◆ EXERCISE SET:
a: According to the forum thread on US international tax advice, why are the enrolled agents listed in the UK recommended? Answer in one to three sentences.
b: In the forum thread on US international tax advice, from what date does US residence count for someone who has entered the US on an immigrant visa?
c: From the forum thread on US international tax advice, reproduce the passage that begins with the words containing "Any help, advice" and ends with "that green card.".

◆ PROVIDED TEXT:
# USA International Tax Advice



## rtho100 (Oct 21, 2009)

I am a UK citizen but I work offshore and am a UK non-resident for tax purposes.

I am in the Green Card process (I married a US citizen) but work offshore in Europe, and need tax advice regarding when the US can start taxing my income, how much I'll have to contribute etc.

Basically can anyone recommend a good, professional tax attorney or accountant who is au fais with my situation with offices either in the UK or USA?

Any help, advice or a point in the right direction would be most appreciated.

Thanks in advance.


----------



## Bevdeforges (Nov 16, 2007)

A green card is a "permanent resident" card and the moment you have US residency you are subject to US taxation on your worldwide income. You remain subject to US taxes as long as you hold that green card. 

As far as your tax status while processing the paperwork, it can depend on the facts and circumstances of your situation. If you were married at 31 December 2010, you have the option to file a joint return with your US citizen wife, however, to do so you need to elect to be treated as a US resident for the entire tax year. (And being treated as a US resident means you can't claim the overseas earned income exclusion.)

If you're "in the Green Card process" you presumably have received some sort of visa and have entered the US on it. If that's the case, then your US residence dates from your date of entry on an immigrant visa. 

You may want to look into consulting with an Enrolled Agent rather than a tax attorney or accountant. There is information on enrolled agents here: NAEA : What is an Enrolled Agent? and on the IRS website. There are several EA's in the UK listed in their "Find an enrolled agent" section and these would be most likely to have experience in these sorts of international tax matters.
Cheers,
Bev


----------

Rows from a segmentation dataset:

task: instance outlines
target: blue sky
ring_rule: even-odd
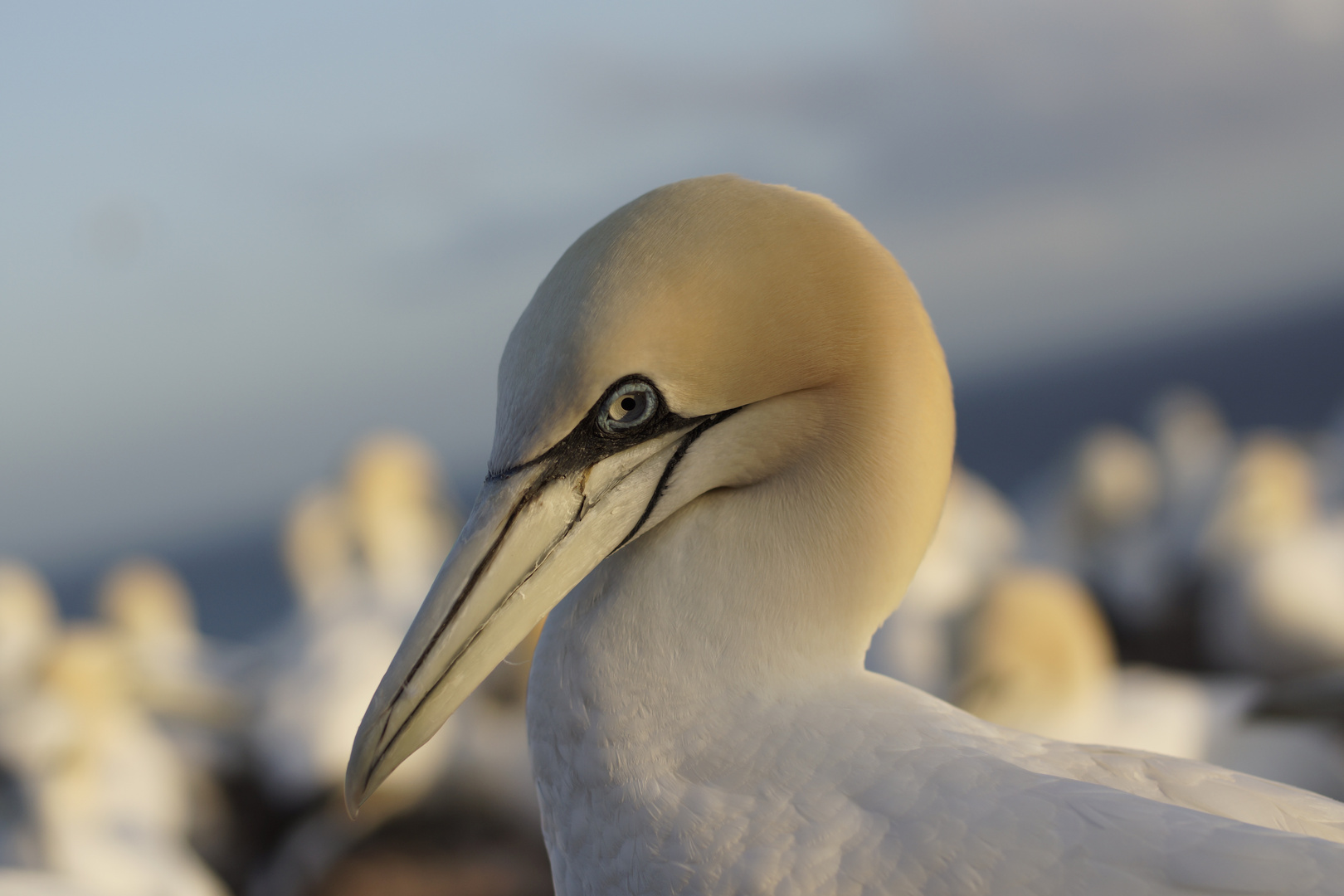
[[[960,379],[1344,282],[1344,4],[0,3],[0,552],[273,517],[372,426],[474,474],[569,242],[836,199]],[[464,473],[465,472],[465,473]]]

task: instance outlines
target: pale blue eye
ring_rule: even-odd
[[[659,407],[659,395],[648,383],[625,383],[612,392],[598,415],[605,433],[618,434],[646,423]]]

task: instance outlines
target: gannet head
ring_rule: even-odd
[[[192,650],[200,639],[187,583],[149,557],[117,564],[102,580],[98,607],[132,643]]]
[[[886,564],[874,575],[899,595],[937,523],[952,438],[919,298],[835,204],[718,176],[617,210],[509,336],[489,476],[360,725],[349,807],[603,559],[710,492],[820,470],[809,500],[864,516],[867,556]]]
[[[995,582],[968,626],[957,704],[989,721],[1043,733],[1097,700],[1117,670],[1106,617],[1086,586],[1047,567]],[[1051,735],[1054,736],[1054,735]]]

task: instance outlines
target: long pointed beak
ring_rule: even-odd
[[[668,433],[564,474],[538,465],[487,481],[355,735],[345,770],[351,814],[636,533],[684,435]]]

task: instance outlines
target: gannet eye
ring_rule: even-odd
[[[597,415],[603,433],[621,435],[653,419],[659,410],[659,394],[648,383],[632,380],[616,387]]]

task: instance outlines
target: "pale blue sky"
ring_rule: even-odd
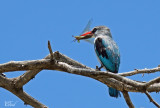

◆ ANSWERS FOR THE TASKS:
a: The reply suggests consulting an Enrolled Agent instead of a tax attorney or accountant. The several EAs in the UK listed in the "Find an enrolled agent" section would be the most likely to have experience with these sorts of international tax matters.

b: It dates from the date of entry on the immigrant visa.

c:
Any help, advice or a point in the right direction would be most appreciated.

Thanks in advance.


----------



## Bevdeforges (Nov 16, 2007)

A green card is a "permanent resident" card and the moment you have US residency you are subject to US taxation on your worldwide income. You remain subject to US taxes as long as you hold that green card.